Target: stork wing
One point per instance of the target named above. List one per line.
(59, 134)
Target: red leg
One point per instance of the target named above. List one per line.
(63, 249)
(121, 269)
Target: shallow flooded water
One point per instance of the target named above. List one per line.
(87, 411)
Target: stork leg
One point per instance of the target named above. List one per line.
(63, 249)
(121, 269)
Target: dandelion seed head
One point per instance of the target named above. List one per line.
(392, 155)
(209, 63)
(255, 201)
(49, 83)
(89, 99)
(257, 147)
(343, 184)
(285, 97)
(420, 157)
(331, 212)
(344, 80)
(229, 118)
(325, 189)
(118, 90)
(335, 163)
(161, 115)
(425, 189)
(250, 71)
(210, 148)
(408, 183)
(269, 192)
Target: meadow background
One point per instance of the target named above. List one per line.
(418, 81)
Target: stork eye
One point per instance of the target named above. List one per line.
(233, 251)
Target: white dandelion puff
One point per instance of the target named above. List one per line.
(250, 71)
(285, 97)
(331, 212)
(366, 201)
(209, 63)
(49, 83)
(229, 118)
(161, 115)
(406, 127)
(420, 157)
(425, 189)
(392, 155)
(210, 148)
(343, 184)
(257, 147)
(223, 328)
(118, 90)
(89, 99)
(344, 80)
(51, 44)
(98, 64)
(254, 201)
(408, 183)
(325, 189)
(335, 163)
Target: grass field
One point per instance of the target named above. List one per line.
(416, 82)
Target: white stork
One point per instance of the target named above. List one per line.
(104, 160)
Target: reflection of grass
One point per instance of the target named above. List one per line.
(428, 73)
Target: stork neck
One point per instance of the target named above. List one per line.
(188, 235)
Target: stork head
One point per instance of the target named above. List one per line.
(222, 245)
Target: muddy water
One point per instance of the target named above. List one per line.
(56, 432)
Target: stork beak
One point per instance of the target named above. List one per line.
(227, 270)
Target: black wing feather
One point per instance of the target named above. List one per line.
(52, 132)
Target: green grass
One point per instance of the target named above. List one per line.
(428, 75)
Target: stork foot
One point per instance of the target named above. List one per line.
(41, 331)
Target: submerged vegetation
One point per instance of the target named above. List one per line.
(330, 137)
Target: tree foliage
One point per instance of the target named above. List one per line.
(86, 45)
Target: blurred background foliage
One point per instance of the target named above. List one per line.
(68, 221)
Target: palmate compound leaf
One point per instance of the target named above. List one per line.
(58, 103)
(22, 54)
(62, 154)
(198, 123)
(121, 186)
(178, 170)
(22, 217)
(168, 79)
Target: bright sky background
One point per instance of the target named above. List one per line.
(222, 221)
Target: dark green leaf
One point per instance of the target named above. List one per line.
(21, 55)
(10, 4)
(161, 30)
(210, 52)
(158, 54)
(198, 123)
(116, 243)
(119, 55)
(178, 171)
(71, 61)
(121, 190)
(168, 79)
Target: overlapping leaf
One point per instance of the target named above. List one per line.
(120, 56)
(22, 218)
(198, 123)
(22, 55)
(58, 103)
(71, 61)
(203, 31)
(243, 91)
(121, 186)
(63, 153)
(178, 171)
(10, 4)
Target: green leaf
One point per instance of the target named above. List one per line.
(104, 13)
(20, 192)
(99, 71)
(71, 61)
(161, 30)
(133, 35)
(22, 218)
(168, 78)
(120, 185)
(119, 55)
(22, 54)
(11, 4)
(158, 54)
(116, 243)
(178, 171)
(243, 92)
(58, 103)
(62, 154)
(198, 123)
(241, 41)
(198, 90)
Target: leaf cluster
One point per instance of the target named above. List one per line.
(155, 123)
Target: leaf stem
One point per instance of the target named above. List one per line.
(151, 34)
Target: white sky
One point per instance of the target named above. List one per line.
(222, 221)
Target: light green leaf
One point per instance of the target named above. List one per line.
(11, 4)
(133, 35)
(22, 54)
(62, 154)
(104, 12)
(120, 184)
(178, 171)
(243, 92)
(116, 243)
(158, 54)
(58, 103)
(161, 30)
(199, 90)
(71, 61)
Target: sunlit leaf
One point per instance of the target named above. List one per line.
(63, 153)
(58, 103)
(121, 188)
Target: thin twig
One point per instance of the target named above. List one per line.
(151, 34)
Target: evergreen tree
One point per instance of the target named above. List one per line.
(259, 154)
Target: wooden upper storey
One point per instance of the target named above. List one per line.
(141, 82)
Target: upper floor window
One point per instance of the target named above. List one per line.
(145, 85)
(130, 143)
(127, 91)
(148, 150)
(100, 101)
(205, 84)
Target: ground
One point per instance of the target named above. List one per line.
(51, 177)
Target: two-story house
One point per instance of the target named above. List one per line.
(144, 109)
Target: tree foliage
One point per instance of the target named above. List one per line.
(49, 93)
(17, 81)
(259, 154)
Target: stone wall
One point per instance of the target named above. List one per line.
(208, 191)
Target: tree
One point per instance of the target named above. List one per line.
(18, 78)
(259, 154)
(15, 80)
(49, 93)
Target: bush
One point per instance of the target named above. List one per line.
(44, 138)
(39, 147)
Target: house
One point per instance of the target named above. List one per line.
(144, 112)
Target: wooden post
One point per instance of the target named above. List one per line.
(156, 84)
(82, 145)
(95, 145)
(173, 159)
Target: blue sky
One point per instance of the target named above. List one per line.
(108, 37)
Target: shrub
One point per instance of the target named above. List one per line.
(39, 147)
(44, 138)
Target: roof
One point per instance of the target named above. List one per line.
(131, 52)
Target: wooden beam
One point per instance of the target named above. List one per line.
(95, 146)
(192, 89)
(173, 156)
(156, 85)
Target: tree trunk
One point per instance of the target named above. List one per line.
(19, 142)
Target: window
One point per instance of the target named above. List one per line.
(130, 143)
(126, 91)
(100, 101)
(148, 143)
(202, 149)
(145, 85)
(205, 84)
+ + + + + + +
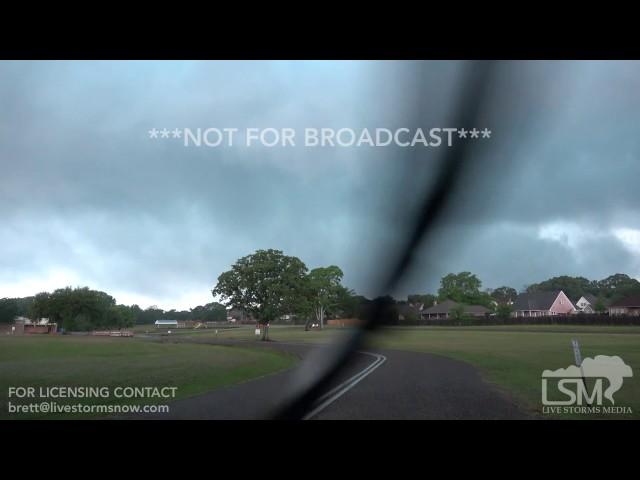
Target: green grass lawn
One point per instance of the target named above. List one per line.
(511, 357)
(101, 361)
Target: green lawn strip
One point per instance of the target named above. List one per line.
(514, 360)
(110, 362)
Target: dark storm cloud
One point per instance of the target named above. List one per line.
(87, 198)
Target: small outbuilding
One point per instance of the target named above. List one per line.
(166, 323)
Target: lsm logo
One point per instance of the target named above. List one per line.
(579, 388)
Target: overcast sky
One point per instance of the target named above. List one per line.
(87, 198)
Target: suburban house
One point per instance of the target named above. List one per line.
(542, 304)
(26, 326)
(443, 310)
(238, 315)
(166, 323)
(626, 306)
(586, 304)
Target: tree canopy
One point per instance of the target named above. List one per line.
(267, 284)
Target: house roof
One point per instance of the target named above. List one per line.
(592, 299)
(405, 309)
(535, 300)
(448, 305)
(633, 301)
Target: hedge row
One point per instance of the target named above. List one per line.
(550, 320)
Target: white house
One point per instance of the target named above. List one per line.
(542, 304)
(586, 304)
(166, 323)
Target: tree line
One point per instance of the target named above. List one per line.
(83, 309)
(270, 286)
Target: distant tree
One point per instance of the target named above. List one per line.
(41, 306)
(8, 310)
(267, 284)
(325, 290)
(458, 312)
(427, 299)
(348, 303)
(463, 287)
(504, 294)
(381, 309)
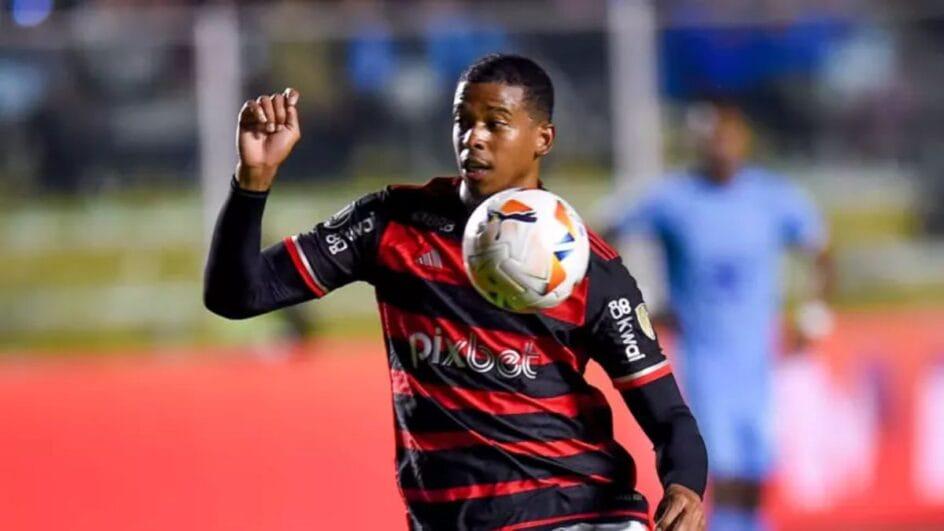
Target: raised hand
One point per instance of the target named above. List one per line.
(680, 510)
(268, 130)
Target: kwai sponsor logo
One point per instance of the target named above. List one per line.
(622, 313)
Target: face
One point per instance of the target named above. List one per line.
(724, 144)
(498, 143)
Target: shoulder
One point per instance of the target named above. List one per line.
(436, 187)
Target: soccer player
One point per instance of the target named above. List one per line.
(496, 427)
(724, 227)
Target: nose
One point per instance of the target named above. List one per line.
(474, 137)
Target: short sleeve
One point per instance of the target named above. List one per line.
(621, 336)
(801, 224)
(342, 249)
+ + + + + + +
*Your assignment*. Find the line with "Target: shallow flooded water" in the material above. Reproduce it and each line after it up to and including the line with "Target: dandelion seed head".

*Finished exercise*.
Target: shallow flooded water
One point per instance of the target named above. List one per line.
(87, 411)
Target: stork leg
One point per instance of the target named above. List one per line.
(63, 249)
(121, 269)
Target: dandelion seed head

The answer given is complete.